To be clear: I don't know what the details are of maximizing the utility function for all of humanity. I just think that a fair maximization of the utility function for everyone has an interesting corrollary: In order to maximize the function for everyone, some will have their individual utility functions decreased unless we accept a much narrower definition of friendly meaning "friendly to me" in which case as far as I'm concerned that no longer means friendly.

The logical tautology here is of course that those who consider "friendly to me" as being the only possible definition of friendly would consider an AI that maximized the average utility function of humanity and they themselves lost out, to be an UNfriendly AI.

Comment author: TheOtherDave 30 November 2011 07:59:36PM *  6 points [-]

Couple of things:

  • If you want to facilitate communication, I recommend that you stop using the word "friendly" in this context on this site. There's a lot of talk on this site of "Friendly AI", by which is meant something relatively specific. You are using "friendly" in the more general sense implied by the English word. This is likely to cause rather a lot of confusion.

» **Given material**
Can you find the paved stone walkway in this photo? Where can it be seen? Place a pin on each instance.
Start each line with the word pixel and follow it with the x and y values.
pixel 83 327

» **Work instructions**
Copy the part of the discussion of friendly AI that opens with the words containing "Comment author: TheOtherDave" and closes with "lot of confusion.", renaming "this site" as "this forum" throughout. Rely only on the discussion of friendly AI, not on the data.

» **Response below**
Comment author: TheOtherDave 30 November 2011 07:59:36PM *  6 points [-]

Couple of things:

  • If you want to facilitate communication, I recommend that you stop using the word "friendly" in this context on this forum. There's a lot of talk on this forum of "Friendly AI", by which is meant something relatively specific. You are using "friendly" in the more general sense implied by the English word. This is likely to cause rather a lot of confusion.